◆ **What the task requires**: Can you copy out the article on men's cancer risks below, word for word and in full?

(Exercise text begins)

After the Pink, Get Your Spouse to Think

mens health

Ask any woman which color ribbon represents breast cancer awareness, and she will be able to tell you: Pink! And most women know that October is Breast Cancer Awareness Month.

Today’s savvy mom probably has a laminated sheet with a breast self-exam how-to hanging in her shower and already knows her risk of breast cancer. For good reason, too: One in eight women will develop breast cancer at some point in their lives. So, while mothers and women are reminded in October to eat healthy and exercise, to check their breasts for lumps once a month and to have a mammogram once they are over the age of 40, what about their male counterparts?

Cancer & Men: What are Their Risks?

“The five most common cancers in American men are prostate, lung, colon, bladder, and melanoma,” said Seth Strope, MD, urological oncologist with Baptist MD Anderson Cancer Center. “Prostate cancer screening is currently controversial. The American Urological Association (AUA) and American Cancer Society recommend shared decision making between patients and their physicians regarding screening for men between the ages of 55 and 70.”

Testicular cancer is most common in younger men, up to 40 years of age. Unfortunately, there are no set screening tests or recommendations for testicular cancer. “Men can perform self-examinations at home, or request an exam during their annual wellness checkup,” recommended Dr. Strope.

(Exercise text ends)
(The data begins)

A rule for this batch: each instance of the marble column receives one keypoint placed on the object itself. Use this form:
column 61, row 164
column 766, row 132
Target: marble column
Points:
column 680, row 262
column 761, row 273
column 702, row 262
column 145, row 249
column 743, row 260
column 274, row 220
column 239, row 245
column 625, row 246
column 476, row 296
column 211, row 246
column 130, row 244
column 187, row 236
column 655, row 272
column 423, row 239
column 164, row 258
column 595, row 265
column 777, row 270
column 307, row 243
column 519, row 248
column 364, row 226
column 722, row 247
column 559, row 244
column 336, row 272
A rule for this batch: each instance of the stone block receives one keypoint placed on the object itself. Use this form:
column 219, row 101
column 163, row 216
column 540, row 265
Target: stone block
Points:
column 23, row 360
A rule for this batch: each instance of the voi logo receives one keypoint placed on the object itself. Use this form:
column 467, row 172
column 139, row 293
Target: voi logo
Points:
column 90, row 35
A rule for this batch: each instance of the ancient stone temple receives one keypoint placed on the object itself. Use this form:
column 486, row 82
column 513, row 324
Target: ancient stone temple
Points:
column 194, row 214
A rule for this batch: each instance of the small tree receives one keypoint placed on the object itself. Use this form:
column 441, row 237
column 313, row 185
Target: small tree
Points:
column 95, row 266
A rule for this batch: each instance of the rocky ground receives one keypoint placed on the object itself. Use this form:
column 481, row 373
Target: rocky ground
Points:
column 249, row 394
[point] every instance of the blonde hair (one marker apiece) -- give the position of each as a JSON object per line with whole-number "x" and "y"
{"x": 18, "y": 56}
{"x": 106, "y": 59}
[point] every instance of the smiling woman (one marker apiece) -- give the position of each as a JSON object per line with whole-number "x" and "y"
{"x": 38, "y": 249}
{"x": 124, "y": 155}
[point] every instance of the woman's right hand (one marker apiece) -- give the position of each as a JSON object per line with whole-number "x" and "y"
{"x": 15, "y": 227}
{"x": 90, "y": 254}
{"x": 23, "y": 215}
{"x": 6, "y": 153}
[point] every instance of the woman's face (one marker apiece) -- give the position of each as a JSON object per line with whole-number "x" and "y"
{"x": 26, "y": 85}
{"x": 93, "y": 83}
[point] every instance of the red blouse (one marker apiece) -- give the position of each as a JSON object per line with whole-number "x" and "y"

(The data ends)

◆ **Completed task**:
After the Pink, Get Your Spouse to Think

mens health

Ask any woman which color ribbon represents breast cancer awareness, and she will be able to tell you: Pink! And most women know that October is Breast Cancer Awareness Month.

Today’s savvy mom probably has a laminated sheet with a breast self-exam how-to hanging in her shower and already knows her risk of breast cancer. For good reason, too: One in eight women will develop breast cancer at some point in their lives. So, while mothers and women are reminded in October to eat healthy and exercise, to check their breasts for lumps once a month and to have a mammogram once they are over the age of 40, what about their male counterparts?

Cancer & Men: What are Their Risks?

“The five most common cancers in American men are prostate, lung, colon, bladder, and melanoma,” said Seth Strope, MD, urological oncologist with Baptist MD Anderson Cancer Center. “Prostate cancer screening is currently controversial. The American Urological Association (AUA) and American Cancer Society recommend shared decision making between patients and their physicians regarding screening for men between the ages of 55 and 70.”

Testicular cancer is most common in younger men, up to 40 years of age. Unfortunately, there are no set screening tests or recommendations for testicular cancer. “Men can perform self-examinations at home, or request an exam during their annual wellness checkup,” recommended Dr. Strope.